> [EXERCISE 1]
Answer these questions using the discussion thread about ransomware.
(a) What did the group in the first comment ultimately decide about the ransom?
(b) What does that commenter say about paying a ransom as a matter of principle?
(c) According to the reply, what do you still need to do even when paying the ransom?
> [EXERCISE 2] From the discussion thread about ransomware, quote the passage between "I still think" and "it's a win.", inclusive.
> [EXERCISE 3] Continue the discussion thread about ransomware from the point where it stops.

> [EXCERPT PROVIDED]
Hacker News new | ask | show | jobs
by pc86 969 days ago
> What would stop them from paying the ransom

They can bring their systems back up and operational for less cost (both immediate, but also payroll during the fix, lost revenue from both downtown and reputationally after they're back, and opportunity cost off the top of my head).

Your only two options and rebuild on your own at significant cost or pay the ransom. There were long, heated discussions about what to do, and several people suggested paying the ransom but we ultimate decided not to and it ended up costing more than the ransom if you factor in payroll and lost revenue.

I still think out of principle you shouldn't pay the ransom, ever. Assume whatever the ransom would cost is already gone, if you can rebuild for less than that (you probably can't) it's a win.

2 comments

But even when paying the ransom, you still need to roll back a portion of your environment after you've assessed the intrusion. Can you really trust you've patched everything and removed all trace of persistence that was put by the attacker as a contingency to get back in the system?

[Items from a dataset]
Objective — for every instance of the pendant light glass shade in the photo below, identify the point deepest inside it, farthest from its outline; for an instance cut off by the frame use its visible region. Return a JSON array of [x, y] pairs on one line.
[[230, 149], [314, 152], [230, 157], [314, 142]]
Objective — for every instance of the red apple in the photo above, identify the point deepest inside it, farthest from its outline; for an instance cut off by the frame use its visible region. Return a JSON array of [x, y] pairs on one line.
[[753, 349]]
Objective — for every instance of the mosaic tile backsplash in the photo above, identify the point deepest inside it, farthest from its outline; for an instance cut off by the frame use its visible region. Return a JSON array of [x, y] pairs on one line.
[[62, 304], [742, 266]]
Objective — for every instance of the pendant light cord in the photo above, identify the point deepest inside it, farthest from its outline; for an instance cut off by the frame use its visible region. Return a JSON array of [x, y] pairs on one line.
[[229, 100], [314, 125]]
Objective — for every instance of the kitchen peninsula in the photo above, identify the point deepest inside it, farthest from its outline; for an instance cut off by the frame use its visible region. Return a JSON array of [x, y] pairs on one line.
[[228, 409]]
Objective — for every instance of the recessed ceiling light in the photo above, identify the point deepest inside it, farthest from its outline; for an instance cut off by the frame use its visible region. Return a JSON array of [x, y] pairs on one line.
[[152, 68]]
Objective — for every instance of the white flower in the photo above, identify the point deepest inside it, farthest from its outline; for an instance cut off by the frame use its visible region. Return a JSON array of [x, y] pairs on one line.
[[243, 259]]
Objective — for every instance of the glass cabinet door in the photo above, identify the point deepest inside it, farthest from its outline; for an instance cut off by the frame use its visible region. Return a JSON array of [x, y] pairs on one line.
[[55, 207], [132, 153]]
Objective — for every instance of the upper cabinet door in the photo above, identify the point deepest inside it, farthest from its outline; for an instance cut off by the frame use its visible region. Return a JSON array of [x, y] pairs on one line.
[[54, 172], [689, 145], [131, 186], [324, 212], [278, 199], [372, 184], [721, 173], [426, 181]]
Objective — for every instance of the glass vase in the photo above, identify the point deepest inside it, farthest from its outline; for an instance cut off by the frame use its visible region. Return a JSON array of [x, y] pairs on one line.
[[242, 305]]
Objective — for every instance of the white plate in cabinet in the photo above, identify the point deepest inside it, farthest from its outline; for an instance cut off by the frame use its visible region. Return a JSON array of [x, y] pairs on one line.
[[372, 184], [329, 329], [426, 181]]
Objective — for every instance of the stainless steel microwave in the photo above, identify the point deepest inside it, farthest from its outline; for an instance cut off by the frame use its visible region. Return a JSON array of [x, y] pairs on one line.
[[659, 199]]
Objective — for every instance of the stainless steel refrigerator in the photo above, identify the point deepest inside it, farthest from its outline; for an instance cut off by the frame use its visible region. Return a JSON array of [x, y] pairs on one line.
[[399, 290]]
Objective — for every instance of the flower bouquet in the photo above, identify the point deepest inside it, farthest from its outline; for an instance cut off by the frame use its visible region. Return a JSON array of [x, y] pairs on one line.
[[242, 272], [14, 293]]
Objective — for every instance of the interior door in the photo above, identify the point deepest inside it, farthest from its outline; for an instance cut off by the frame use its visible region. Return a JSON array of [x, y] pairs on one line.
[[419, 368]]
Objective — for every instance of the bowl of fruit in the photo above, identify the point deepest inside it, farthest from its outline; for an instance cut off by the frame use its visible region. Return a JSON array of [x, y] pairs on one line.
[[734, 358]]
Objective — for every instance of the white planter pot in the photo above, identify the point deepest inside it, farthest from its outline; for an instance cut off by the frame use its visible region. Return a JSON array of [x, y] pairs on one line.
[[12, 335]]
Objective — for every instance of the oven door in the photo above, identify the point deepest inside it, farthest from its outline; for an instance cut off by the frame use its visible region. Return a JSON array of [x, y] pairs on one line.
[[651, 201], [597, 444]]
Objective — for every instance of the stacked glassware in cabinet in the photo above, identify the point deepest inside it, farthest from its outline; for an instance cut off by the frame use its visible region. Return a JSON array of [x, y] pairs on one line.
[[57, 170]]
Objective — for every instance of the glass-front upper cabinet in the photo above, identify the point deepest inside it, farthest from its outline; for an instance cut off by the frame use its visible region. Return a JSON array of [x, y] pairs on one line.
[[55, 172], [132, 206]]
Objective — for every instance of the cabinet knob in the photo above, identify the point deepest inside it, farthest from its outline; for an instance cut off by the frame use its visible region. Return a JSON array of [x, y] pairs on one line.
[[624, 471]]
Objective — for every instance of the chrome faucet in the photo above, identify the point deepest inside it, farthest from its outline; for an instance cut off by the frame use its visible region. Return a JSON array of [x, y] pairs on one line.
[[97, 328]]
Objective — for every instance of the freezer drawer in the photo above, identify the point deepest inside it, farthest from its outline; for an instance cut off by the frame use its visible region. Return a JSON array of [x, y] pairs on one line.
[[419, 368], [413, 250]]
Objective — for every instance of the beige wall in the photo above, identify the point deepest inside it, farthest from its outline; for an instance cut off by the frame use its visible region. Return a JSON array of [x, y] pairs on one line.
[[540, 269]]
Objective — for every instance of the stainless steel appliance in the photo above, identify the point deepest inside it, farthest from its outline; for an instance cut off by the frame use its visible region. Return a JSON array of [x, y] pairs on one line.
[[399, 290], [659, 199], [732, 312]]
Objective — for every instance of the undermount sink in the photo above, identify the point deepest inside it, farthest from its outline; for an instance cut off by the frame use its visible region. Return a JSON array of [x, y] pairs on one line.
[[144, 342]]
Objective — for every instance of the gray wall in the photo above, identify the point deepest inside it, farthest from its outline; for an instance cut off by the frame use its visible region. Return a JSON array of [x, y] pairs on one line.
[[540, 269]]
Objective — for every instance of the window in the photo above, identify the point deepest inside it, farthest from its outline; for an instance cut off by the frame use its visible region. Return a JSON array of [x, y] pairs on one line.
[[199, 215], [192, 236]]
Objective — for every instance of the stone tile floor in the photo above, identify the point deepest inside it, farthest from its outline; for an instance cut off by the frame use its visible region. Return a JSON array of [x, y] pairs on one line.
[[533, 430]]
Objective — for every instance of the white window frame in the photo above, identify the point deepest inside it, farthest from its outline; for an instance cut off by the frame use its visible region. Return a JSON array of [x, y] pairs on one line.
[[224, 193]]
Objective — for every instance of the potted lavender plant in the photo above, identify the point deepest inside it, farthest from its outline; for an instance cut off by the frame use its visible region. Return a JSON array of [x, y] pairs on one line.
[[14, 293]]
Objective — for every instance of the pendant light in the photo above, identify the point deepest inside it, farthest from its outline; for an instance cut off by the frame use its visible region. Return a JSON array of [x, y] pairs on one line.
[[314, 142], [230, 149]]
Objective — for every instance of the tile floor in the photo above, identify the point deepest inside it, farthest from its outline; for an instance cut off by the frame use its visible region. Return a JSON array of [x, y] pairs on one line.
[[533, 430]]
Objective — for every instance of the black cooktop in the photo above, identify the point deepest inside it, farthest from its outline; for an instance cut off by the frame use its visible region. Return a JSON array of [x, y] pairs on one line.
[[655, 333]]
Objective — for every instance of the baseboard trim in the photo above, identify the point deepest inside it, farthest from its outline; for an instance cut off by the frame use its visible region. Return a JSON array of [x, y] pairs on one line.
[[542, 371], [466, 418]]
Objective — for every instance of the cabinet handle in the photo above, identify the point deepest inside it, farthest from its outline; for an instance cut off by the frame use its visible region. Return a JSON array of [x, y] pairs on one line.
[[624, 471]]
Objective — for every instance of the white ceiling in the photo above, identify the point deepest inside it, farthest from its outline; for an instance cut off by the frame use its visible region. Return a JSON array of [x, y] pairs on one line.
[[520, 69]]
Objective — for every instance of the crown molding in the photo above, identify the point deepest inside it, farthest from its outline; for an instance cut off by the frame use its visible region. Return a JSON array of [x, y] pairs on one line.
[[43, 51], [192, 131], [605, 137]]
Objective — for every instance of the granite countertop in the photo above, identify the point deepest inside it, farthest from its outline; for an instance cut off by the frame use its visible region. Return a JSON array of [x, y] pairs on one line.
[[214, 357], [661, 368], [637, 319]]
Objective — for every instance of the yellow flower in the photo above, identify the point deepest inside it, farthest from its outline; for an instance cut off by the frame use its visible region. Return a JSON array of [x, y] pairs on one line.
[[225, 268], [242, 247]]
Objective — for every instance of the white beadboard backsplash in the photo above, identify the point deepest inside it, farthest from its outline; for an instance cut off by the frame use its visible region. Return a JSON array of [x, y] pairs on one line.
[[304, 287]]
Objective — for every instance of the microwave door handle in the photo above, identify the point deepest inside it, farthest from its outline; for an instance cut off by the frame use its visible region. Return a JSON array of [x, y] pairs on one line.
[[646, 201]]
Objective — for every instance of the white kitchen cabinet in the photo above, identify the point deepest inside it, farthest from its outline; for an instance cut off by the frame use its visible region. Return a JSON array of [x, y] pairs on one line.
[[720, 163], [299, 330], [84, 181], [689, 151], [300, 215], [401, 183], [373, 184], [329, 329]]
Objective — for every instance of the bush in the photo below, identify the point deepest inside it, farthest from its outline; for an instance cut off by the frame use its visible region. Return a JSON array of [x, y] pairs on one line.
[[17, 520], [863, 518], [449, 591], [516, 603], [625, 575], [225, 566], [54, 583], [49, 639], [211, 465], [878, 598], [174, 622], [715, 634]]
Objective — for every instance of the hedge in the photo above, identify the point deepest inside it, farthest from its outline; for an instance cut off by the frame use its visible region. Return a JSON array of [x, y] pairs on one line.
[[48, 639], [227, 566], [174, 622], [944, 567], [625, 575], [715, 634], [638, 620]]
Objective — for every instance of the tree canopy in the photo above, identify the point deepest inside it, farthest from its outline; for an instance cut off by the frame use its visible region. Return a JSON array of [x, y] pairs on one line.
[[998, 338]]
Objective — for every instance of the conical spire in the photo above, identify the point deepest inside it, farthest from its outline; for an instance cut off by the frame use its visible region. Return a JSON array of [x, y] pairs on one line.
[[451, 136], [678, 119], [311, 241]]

> [TASK ANSWER 1]
(a) They decided not to pay it, and it ended up costing more than the ransom once payroll and lost revenue are factored in.
(b) You shouldn't pay the ransom, ever.
(c) You still need to roll back a portion of your environment after you've assessed the intrusion.

> [TASK ANSWER 2]
I still think out of principle you shouldn't pay the ransom, ever. Assume whatever the ransom would cost is already gone, if you can rebuild for less than that (you probably can't) it's a win.

> [TASK ANSWER 3]
That's the job of an external cyber incident response team who can trace how it occurred and to check that the vulnerability has been appropriately eradicated and locked before resuming business operations
The easiest targets are those that are publicly known to be vulnerable.
> I still think out of principle you shouldn't pay the ransom, ever

There may have been a time when a company would act on principle, but I think it's very rare today. You hardly even expect people to do that. It's the world we have made.

All human activities, including things like principles, charity, sacrifice, and duty, are ultimately self-serving attempts by the biological DNA and cultural memes that constitute us to replicate and improve it's standing.